On the evening of December 11, 1948, 14 Scots Guards of 7 platoon, G Company, 2nd Battalion had crept onto the Sungai Remok plantation and taken the villagers by surprise. They pointed their guns indiscriminately at men, women and children, young and old. A Chinese detective serving as an interpreter for the English troops barked commands and accusations at them. When the adults couldn’t give him the answers he sought, he asked the children if they had seen any communists.

“He was very fierce,” Ah Yin recalled. “But we were so little then. We helped our parents at work, and when we were free we would play. We didn’t know what people were what people. What did we know what communists were?”

None of the villagers were armed, and none exhibited any violence towards the British troops. Still, the soldiers were certain that they were assisting the communists. To terrorise the villagers into talking, the soldiers carried out mock executions.

“They tore my mother away from us and brought her to the stream to interrogate her and started shooting close to the side of her head. They were firing into the air, but I thought my mother had died,” Ah Yin recalled. Her mother was eight months’ pregnant. “All the English soldiers looked so young. Whether you moved or didn’t move, they pointed their guns at you.”

In fact, as Ian Ward and Norma Miraflor revealed in their detailed exposé “Slaughter and Deception at Batang Kali”, 12 of the 14 Scots Guards were in their late teens on National Service. They had been dispatched straight from the British Empire’s royal palaces to the Malayan hinterland to combat communist insurgents during the Emergency, and provided with only rudimentary training.

As such, they were ill equipped for a guerilla war. Sergeant Douglas, who was in charge of the platoon, was an inexperienced 22-year-old who had never killed a man in his life. He was to kill his first at Batang Kali, a 19-year-old named Loh Kit Lin whom the soldiers suspected of supplying durians to the communists simply because they had found a piece of paper on his person permitting him to collect the fruit. Douglas shot him in the stomach, then “turned away and was violently sick.” His second-in-command, Lance-Sergeant Hughes, had to finish the boy off with a shot to the head.

The man’s nephew, Loh Ah Choi, now 71, was seven at the time. He said: “I didn’t see it happen, but I heard it. There were three shots. My uncle was a secondary student in Kuala Lumpur, but he happened to be in Batang Kali that day to visit his grandmother.” He wasn’t even supposed to be there.

Ah Choi worked on a British estate for 10 years after the massacre when he was a teenager. “I don’t hate the British. If I did, I wouldn’t have worked for them for so long. But I hope that they will treat us right. If they don’t, I would be very disappointed,” he said, referring to the judicial review decision the survivors are currently awaiting.

That first night, the soldiers separated the men from the women and children and held them hostage in separate quarters. The Scots Guards planned to lie in wait for the lorry that would arrive in the morning, convinced as they were that it would bring food supplies for the communists. In fact, the lorry came every day, transporting additional workers and food for the resident community.

The next morning, when the villagers were herded out of the kongsi they would see Loh Kit Lin’s body lying face up on the estate road, his intestines spilling out of a gaping hole in his stomach. Soon after, the massacre started.

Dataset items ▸
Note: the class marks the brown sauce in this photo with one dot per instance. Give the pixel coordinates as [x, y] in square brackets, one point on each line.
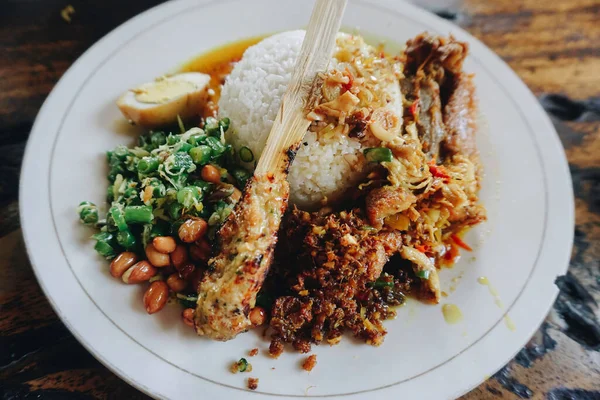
[218, 63]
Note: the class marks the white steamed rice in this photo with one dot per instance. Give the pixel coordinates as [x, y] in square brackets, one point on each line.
[324, 167]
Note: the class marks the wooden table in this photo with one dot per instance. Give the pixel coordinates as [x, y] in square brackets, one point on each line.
[553, 45]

JOB A ▸ Repeat the Batang Kali account word for word, starting with "The man’s nephew, Loh" and going on through "are currently awaiting.".
JOB B ▸ In the Batang Kali account, what did the soldiers suspect Loh Kit Lin of supplying to the communists?
These lines are separate from the Batang Kali account.

ANSWER A ▸
The man’s nephew, Loh Ah Choi, now 71, was seven at the time. He said: “I didn’t see it happen, but I heard it. There were three shots. My uncle was a secondary student in Kuala Lumpur, but he happened to be in Batang Kali that day to visit his grandmother.” He wasn’t even supposed to be there.

Ah Choi worked on a British estate for 10 years after the massacre when he was a teenager. “I don’t hate the British. If I did, I wouldn’t have worked for them for so long. But I hope that they will treat us right. If they don’t, I would be very disappointed,” he said, referring to the judicial review decision the survivors are currently awaiting.

ANSWER B ▸ Durians.